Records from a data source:
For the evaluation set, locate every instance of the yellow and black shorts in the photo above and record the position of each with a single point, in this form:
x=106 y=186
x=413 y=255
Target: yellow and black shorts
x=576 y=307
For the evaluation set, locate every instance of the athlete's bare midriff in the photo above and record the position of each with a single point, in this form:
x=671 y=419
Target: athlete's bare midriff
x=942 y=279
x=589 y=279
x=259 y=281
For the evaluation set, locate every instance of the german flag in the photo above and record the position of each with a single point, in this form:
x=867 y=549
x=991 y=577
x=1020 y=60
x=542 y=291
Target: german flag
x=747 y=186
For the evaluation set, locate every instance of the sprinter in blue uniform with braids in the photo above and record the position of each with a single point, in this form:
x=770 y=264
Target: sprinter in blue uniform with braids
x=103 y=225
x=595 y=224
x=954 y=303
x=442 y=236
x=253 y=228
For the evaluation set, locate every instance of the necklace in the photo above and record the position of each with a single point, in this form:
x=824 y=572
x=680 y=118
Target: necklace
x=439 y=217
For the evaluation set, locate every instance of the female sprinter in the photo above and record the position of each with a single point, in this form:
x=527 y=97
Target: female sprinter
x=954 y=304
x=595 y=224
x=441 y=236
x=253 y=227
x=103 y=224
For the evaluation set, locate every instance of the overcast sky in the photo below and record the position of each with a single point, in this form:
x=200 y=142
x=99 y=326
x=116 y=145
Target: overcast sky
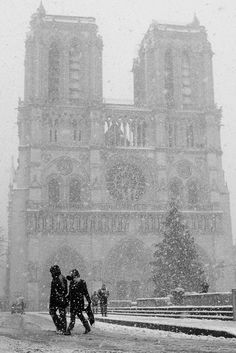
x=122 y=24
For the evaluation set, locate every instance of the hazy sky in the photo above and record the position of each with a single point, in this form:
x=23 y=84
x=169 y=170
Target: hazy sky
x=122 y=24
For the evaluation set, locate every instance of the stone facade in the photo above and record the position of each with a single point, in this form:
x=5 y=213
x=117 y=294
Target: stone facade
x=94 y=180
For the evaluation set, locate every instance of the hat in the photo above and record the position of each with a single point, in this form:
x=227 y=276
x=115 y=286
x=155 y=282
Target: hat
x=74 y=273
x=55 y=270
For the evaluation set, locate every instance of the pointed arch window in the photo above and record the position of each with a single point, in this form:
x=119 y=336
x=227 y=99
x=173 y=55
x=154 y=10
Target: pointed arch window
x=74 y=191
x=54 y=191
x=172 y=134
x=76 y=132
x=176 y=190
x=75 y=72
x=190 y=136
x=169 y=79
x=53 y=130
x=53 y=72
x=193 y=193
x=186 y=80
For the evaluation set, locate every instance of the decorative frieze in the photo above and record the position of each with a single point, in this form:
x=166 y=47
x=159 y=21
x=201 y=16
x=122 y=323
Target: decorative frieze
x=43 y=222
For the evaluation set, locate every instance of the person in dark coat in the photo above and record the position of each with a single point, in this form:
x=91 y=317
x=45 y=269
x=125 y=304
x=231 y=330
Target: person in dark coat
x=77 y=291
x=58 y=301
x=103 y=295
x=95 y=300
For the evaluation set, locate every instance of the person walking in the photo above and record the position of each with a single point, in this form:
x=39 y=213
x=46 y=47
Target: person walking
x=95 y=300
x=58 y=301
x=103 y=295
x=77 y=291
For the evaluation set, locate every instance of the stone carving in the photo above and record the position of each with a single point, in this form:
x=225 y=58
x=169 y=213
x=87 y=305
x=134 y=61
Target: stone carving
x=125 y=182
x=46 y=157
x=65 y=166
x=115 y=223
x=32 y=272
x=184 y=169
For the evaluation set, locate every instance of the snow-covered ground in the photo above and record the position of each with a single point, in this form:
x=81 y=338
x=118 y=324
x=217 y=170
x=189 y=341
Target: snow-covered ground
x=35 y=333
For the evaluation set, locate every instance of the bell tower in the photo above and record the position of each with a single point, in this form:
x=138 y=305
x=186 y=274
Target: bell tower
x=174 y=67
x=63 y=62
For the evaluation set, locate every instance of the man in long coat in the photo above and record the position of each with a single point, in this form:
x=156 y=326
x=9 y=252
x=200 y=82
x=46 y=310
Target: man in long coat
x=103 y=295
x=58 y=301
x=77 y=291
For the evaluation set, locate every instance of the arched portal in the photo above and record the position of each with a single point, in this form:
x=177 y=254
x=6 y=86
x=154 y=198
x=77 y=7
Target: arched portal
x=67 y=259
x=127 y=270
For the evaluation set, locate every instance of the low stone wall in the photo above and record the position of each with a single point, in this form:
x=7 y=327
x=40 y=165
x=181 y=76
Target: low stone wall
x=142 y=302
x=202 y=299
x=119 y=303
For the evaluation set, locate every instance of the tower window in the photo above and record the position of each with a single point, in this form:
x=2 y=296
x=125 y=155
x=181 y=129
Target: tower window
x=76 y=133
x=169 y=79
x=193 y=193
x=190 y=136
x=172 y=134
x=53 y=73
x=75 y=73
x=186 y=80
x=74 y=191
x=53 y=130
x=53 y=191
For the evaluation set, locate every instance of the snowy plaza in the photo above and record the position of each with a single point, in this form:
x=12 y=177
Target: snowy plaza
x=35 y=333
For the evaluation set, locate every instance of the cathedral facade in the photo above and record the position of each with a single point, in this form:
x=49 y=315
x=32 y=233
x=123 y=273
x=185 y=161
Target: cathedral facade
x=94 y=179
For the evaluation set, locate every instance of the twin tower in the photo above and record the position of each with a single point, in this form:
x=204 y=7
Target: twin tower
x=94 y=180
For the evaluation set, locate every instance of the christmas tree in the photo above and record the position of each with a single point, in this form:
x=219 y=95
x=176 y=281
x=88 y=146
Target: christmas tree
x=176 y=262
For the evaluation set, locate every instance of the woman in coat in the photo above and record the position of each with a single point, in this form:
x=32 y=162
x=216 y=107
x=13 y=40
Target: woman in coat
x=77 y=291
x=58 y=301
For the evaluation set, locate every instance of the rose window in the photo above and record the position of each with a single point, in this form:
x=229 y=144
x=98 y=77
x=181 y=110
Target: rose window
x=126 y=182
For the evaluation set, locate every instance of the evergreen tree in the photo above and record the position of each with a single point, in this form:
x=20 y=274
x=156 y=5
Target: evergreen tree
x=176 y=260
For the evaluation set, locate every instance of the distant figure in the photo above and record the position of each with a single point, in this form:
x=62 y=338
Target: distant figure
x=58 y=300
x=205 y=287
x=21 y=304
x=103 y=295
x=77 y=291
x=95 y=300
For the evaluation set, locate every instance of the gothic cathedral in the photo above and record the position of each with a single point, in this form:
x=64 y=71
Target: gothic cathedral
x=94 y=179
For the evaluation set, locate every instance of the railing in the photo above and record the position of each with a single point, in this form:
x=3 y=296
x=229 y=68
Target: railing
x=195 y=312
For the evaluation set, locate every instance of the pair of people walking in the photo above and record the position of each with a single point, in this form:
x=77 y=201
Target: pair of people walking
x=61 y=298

[Aim of the exercise]
Put every line above into a JSON list of strings, one string per line, skipping blank lines and leaving out the pictures.

[Written solution]
[
  "For the evaluation set, locate every instance of the yellow and black shorts in the photo above and record the position of each with a single point, in this form:",
  "x=106 y=186",
  "x=413 y=255",
  "Target: yellow and black shorts",
  "x=576 y=307",
  "For the evaluation set, locate every instance of the athlete's bare midriff in the photo above and record the position of each with a single point, in this form:",
  "x=671 y=419",
  "Target: athlete's bare midriff",
  "x=942 y=279",
  "x=589 y=279",
  "x=259 y=281",
  "For the evaluation set, locate every instance of the german flag in the photo above and record the position of each with a single point, in this form:",
  "x=867 y=549",
  "x=991 y=577",
  "x=1020 y=60",
  "x=542 y=291",
  "Target: german flag",
  "x=747 y=186",
  "For the evaluation set, locate every instance of the sprinter in blue uniform with braids in the photo above and record the position of each with a single point, in this form:",
  "x=770 y=264",
  "Target: sprinter in blue uniform with braids",
  "x=103 y=225",
  "x=595 y=224",
  "x=954 y=303",
  "x=442 y=236",
  "x=253 y=228",
  "For the evaluation set, locate every instance of the necklace in the photo above and record the position of each with a single point, in this form:",
  "x=824 y=572",
  "x=680 y=118",
  "Target: necklace",
  "x=439 y=217",
  "For the evaluation set, locate every instance of the female sprinter in the photo above and record the position of each with a single point, in this form:",
  "x=527 y=97",
  "Target: female sprinter",
  "x=954 y=304",
  "x=595 y=224",
  "x=441 y=236",
  "x=253 y=227",
  "x=103 y=224",
  "For the evaluation set, locate every instance of the overcast sky in the photo below and record the position of each with a single point, in this form:",
  "x=200 y=142",
  "x=99 y=326",
  "x=116 y=145",
  "Target: overcast sky",
  "x=122 y=24",
  "For the evaluation set, locate every instance of the hazy sky in the photo above and record the position of each with a single point, in this form:",
  "x=23 y=84",
  "x=169 y=170",
  "Target: hazy sky",
  "x=122 y=24",
  "For the evaluation set, locate every instance of the stone facade in the photo above and record the position of each with a single point, in this form:",
  "x=5 y=213",
  "x=117 y=294",
  "Target: stone facade",
  "x=94 y=180",
  "For the evaluation set, locate every instance of the hat in the photo above and record the position of each with a single point, in this form:",
  "x=227 y=276",
  "x=115 y=286",
  "x=155 y=282",
  "Target: hat",
  "x=74 y=273",
  "x=55 y=270",
  "For the evaluation set, locate every instance of the pointed arch window in the photo above and record the position of each with a single point, in this form:",
  "x=119 y=336",
  "x=227 y=99",
  "x=173 y=55",
  "x=154 y=10",
  "Target: pointed arch window",
  "x=74 y=191",
  "x=54 y=191",
  "x=172 y=134",
  "x=76 y=132",
  "x=176 y=190",
  "x=75 y=72",
  "x=190 y=136",
  "x=169 y=79",
  "x=53 y=130",
  "x=53 y=72",
  "x=193 y=193",
  "x=186 y=80",
  "For the evaluation set, locate every instance of the decorative frieze in the photo above and record the position of each with a single point, in this form:",
  "x=166 y=47",
  "x=159 y=21",
  "x=201 y=16",
  "x=122 y=323",
  "Target: decorative frieze",
  "x=43 y=222",
  "For the evaluation set, locate every instance of the person in dark coat in the photo above and record the position of each with a single point, in this form:",
  "x=91 y=317",
  "x=45 y=269",
  "x=125 y=304",
  "x=231 y=330",
  "Target: person in dark coat",
  "x=77 y=291",
  "x=58 y=301",
  "x=103 y=295",
  "x=95 y=300",
  "For the evaluation set, locate every instance of the person walking in the photo above and record the position of each with a single point, in this form:",
  "x=39 y=213",
  "x=46 y=47",
  "Target: person walking",
  "x=95 y=300",
  "x=58 y=301",
  "x=103 y=295",
  "x=77 y=291",
  "For the evaluation set, locate every instance of the stone carving in the photo above and record the position of each with a single point, in this form:",
  "x=225 y=58",
  "x=169 y=213",
  "x=87 y=305",
  "x=134 y=61",
  "Target: stone carving",
  "x=125 y=182",
  "x=46 y=157",
  "x=65 y=166",
  "x=115 y=223",
  "x=32 y=272",
  "x=184 y=169",
  "For the evaluation set, locate every instance of the snow-covered ground in the photo above and record the position of each with a single point, in this form:",
  "x=81 y=338",
  "x=118 y=324",
  "x=217 y=170",
  "x=189 y=341",
  "Target: snow-covered ground",
  "x=35 y=333",
  "For the evaluation set, locate every instance of the bell tower in the photo above and record the position of each with a single point, in this form:",
  "x=138 y=305",
  "x=186 y=274",
  "Target: bell tower",
  "x=174 y=67",
  "x=63 y=62",
  "For the evaluation set, locate every instance of the man in long coat in the photo above and record the position of each with a single point, in this form:",
  "x=156 y=326",
  "x=9 y=252",
  "x=200 y=82",
  "x=46 y=310",
  "Target: man in long coat",
  "x=103 y=295",
  "x=58 y=301",
  "x=77 y=291",
  "For the evaluation set, locate every instance of the arched portal in the photo above and record the position of each with a single point, in this form:",
  "x=177 y=254",
  "x=6 y=86",
  "x=154 y=198",
  "x=77 y=7",
  "Target: arched portal",
  "x=67 y=259",
  "x=127 y=270",
  "For the evaluation set, locate every instance of the low stone wall in the photo above and record the position of each with a single point, in this form:",
  "x=7 y=327",
  "x=40 y=165",
  "x=181 y=76",
  "Target: low stone wall",
  "x=142 y=302",
  "x=202 y=299",
  "x=119 y=303",
  "For the evaluation set, locate every instance of the tower window in the photo above and record the position of each with a single point, in this form:",
  "x=2 y=296",
  "x=125 y=155",
  "x=181 y=129",
  "Target: tower window",
  "x=76 y=133",
  "x=169 y=79",
  "x=193 y=193",
  "x=190 y=136",
  "x=172 y=134",
  "x=53 y=73",
  "x=75 y=73",
  "x=186 y=80",
  "x=74 y=191",
  "x=53 y=130",
  "x=53 y=191",
  "For the evaluation set, locate every instance of the snowy plaza in the photo above and record the position of each with a single point, in this form:",
  "x=12 y=177",
  "Target: snowy plaza",
  "x=35 y=333",
  "For the evaluation set, locate every instance of the cathedral facade in the photo above and record the position of each with a single point, in this form:",
  "x=49 y=315",
  "x=32 y=233",
  "x=123 y=273",
  "x=185 y=161",
  "Target: cathedral facade",
  "x=94 y=179",
  "For the evaluation set, locate every instance of the twin tower in the photo above and record the position of each with a single point, in this form:",
  "x=204 y=7",
  "Target: twin tower",
  "x=94 y=180",
  "For the evaluation set, locate every instance of the christmas tree in the photo above and record the position of each with a single point, in this form:",
  "x=219 y=95",
  "x=176 y=281",
  "x=88 y=146",
  "Target: christmas tree",
  "x=176 y=262",
  "For the evaluation set, locate every instance of the woman in coat in the photo above and record the position of each with a single point, in this form:",
  "x=32 y=162",
  "x=216 y=107",
  "x=13 y=40",
  "Target: woman in coat",
  "x=77 y=291",
  "x=58 y=301",
  "For the evaluation set, locate every instance of the rose window in the photo above and record the position of each with a single point, in this form:",
  "x=229 y=144",
  "x=98 y=77",
  "x=181 y=110",
  "Target: rose window",
  "x=126 y=182",
  "For the evaluation set, locate every instance of the evergreen tree in the photo above and record the position of each with a single point, in this form:",
  "x=20 y=274",
  "x=156 y=5",
  "Target: evergreen tree",
  "x=176 y=260",
  "For the evaluation set, locate every instance of the distant figure in the photo above and record the position of each with a single point, in this form:",
  "x=62 y=338",
  "Target: distant figure",
  "x=58 y=300",
  "x=205 y=287",
  "x=21 y=304",
  "x=103 y=295",
  "x=77 y=291",
  "x=95 y=300",
  "For the evaluation set, locate every instance of the gothic cathedral in the photo above and record the position of each with a single point, in this form:",
  "x=64 y=71",
  "Target: gothic cathedral",
  "x=94 y=179",
  "For the evaluation set, locate every instance of the railing in the photo above and record the position of each with a single point, in this form:",
  "x=3 y=296",
  "x=229 y=68",
  "Target: railing",
  "x=195 y=312",
  "For the evaluation set, locate every instance of the pair of people walking in the photo above and record the position of each with a single point, in this form:",
  "x=77 y=201",
  "Target: pair of people walking",
  "x=61 y=298"
]